# Texto de origen
────────────────────────────────────────

Los remedios a base de hierbas —supuestamente elíxires antiestresantes (con efectos no verificados)—, junto con algunos suplementos de hongo melena de león, lo han estado ayudando a mantenerse lúcido últimamente. “Sé que entre el 70 y el 90% de ellos serán sicosomáticos”, admite, “pero disfruto la rutina”. Es domingo y Brody —sentado muy recto en una silla de escritorio (está muy consciente de su postura), con una t-shirt blanca, pantalones cargo y tenis Dior— busca refugio de sus pensamientos. Esta semana ya ha actuado ocho veces en The Fear of 13, la obra de Lindsey Ferrentino —basada en una historia real— en la que interpreta a un hombre de Pensilvania condenado a muerte injustamente. Es la primera vez en al menos tres décadas que este hombre de 51 años hace teatro, y los monólogos han estado dando vueltas en su cabeza, impidiéndole dormir.
A eso se suma la persistente sensación de que hay una máquina en marcha a la que tendrá que subirse en cuanto termine su trabajo en la obra: la temporada de premios cinematográficos. Mientras Adrien se ha encerrado en su camerino, con un colchón en el suelo para echar una siesta entre las funciones, su más reciente cinta, El Brutalista, se ha ido convirtiendo en una de las favoritas para los Premios Oscar de este año y el propio Brody (al menos si le hacemos caso a los expertos) en el rival a vencer en el apartado de mejor actor protagónico.
Han pasado más de dos décadas desde la última vez que estuvo en esta situación. En 2003, con 29 años, ganó el Oscar —contra todo pronóstico— por su papel de Władysław Szpilman, un músico judío que evitó ser capturado en la Polonia de la Segunda Guerra Mundial, en El Pianista de Roman Polanski. Sigue siendo la persona más joven en ganar la estatuilla en dicho apartado.
Para algunos, ganar un Oscar es una certificación del estatus de estrella de cine que abre la puerta a la fama mundial. Sin embargo, si mencionas a Adrien Brody a un cinéfilo promedio, es posible que no sepa quién es. Pero muéstrale su rostro —anguloso, emotivo, como el de un soldado herido de una fotografía de Robert Capa— y lo reconocerá de inmediato. Si no es por El Pianista, es casi seguro que lo identifique como parte de la troupe de Wes Anderson (ha aparecido en El Gran Hotel Budapest y Viaje a Darjeeling, entre otras). O como Jack Driscoll en la épica versión de King Kong que Peter Jackson dirigió a mediados de la década de 2000. Más recientemente, ha seguido el camino de prestigio que va de Hollywood a la televisión, interpretando a un multimillonario filántropo en Succession y a un mafioso en Peaky Blinders. A lo largo de su carrera, Brody ha reforzado elencos talentosos o ha inyectado prestigio a proyectos en riesgo de ser considerados palomeros. Es un actor que buscas porque sabes que tiene buen gusto.

────────────────────────────────────────

# Tarea escrita
Cita, por favor, de forma literal el pasaje del texto sobre Adrien Brody: comienza en las palabras "Los remedios a" y detente después de "cabeza, impidiéndole dormir.". Las entradas que aparecen a continuación son material independiente del texto sobre Adrien Brody.

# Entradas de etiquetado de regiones
────────────────────────────────────────

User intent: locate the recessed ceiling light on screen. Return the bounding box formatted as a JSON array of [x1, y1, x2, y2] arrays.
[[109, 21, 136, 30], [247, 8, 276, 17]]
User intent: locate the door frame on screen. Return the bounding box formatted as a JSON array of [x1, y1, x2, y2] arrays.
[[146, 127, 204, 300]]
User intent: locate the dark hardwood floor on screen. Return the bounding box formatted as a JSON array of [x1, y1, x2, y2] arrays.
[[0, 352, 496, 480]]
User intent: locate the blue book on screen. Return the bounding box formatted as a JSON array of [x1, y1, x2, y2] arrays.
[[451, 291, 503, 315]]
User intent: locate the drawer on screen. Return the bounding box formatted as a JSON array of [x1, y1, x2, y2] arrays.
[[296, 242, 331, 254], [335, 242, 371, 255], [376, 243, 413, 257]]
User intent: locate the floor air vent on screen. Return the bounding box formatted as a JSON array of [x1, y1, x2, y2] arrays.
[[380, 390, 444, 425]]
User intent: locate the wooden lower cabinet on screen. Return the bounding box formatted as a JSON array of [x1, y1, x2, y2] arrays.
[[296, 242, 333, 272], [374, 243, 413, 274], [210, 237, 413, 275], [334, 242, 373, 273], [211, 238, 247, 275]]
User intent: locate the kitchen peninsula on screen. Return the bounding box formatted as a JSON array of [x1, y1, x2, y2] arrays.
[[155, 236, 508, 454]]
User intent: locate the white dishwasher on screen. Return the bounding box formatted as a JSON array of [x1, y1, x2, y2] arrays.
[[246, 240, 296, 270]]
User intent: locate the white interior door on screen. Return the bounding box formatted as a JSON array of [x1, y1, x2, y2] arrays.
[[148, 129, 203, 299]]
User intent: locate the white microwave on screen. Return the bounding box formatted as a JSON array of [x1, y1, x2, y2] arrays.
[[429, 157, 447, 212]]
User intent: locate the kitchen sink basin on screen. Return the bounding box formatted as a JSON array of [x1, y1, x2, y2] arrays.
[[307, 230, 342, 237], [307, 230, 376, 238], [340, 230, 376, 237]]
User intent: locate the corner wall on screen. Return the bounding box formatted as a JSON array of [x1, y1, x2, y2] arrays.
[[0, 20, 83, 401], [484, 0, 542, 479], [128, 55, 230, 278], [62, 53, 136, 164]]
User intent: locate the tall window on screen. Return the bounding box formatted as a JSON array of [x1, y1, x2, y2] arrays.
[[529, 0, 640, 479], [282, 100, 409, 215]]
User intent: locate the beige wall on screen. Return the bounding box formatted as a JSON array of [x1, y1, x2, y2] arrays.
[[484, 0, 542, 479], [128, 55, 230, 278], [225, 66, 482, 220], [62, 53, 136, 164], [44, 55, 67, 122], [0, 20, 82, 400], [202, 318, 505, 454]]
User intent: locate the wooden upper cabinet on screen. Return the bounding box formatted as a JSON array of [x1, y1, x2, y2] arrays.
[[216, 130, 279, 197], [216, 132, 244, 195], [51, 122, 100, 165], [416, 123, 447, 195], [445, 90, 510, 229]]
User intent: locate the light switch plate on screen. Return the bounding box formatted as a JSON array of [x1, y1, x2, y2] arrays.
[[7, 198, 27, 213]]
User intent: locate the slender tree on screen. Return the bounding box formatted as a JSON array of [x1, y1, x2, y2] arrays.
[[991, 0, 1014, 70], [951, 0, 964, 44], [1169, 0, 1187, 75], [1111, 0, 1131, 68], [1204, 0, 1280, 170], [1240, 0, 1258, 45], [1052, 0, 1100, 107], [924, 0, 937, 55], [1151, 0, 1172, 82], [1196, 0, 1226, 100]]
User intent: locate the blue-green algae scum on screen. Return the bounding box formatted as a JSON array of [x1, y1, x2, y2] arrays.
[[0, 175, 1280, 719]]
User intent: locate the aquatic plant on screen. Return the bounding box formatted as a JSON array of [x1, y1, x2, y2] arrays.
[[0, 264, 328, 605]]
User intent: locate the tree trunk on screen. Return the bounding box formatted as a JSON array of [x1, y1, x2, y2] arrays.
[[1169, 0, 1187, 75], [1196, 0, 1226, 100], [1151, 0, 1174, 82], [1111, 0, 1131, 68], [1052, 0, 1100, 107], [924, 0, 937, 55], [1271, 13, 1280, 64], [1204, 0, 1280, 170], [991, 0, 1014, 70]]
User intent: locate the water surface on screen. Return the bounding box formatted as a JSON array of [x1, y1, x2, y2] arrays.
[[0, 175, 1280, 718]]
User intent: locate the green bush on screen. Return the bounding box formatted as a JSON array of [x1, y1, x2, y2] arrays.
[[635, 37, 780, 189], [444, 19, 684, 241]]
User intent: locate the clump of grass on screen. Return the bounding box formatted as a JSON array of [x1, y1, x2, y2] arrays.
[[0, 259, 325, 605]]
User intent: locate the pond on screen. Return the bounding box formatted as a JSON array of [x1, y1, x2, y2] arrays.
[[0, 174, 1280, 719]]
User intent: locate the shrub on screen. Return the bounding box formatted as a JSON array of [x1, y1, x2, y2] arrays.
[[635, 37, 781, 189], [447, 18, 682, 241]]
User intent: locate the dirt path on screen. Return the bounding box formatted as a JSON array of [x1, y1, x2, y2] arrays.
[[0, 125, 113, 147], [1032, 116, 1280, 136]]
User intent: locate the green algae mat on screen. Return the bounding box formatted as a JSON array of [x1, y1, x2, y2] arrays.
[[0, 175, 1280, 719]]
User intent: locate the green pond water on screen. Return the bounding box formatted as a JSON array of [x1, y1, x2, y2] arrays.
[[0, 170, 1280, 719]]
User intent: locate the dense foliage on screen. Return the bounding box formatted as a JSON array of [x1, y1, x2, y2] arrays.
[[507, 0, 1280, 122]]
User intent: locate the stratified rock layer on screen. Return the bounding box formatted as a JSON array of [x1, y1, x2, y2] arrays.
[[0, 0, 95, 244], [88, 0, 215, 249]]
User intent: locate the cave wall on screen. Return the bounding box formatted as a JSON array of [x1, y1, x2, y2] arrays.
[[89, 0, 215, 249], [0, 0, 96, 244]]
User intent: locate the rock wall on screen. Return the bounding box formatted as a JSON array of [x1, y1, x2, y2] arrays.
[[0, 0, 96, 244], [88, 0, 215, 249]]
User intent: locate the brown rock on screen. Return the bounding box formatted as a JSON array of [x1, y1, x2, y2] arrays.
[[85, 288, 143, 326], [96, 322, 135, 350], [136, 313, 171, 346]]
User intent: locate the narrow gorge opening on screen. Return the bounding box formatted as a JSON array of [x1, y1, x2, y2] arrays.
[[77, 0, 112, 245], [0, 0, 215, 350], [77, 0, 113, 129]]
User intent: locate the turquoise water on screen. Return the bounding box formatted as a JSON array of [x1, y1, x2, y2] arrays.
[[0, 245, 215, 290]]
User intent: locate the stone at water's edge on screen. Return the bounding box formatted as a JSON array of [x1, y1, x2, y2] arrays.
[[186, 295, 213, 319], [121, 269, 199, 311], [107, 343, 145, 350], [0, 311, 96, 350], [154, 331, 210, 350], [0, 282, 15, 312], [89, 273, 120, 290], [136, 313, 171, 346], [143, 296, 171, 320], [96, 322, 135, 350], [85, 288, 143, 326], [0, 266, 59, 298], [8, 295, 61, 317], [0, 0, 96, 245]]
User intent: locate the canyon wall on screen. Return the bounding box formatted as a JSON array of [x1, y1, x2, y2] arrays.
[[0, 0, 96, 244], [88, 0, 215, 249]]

────────────────────────────────────────

# Respuesta
Los remedios a base de hierbas —supuestamente elíxires antiestresantes (con efectos no verificados)—, junto con algunos suplementos de hongo melena de león, lo han estado ayudando a mantenerse lúcido últimamente. “Sé que entre el 70 y el 90% de ellos serán sicosomáticos”, admite, “pero disfruto la rutina”. Es domingo y Brody —sentado muy recto en una silla de escritorio (está muy consciente de su postura), con una t-shirt blanca, pantalones cargo y tenis Dior— busca refugio de sus pensamientos. Esta semana ya ha actuado ocho veces en The Fear of 13, la obra de Lindsey Ferrentino —basada en una historia real— en la que interpreta a un hombre de Pensilvania condenado a muerte injustamente. Es la primera vez en al menos tres décadas que este hombre de 51 años hace teatro, y los monólogos han estado dando vueltas en su cabeza, impidiéndole dormir.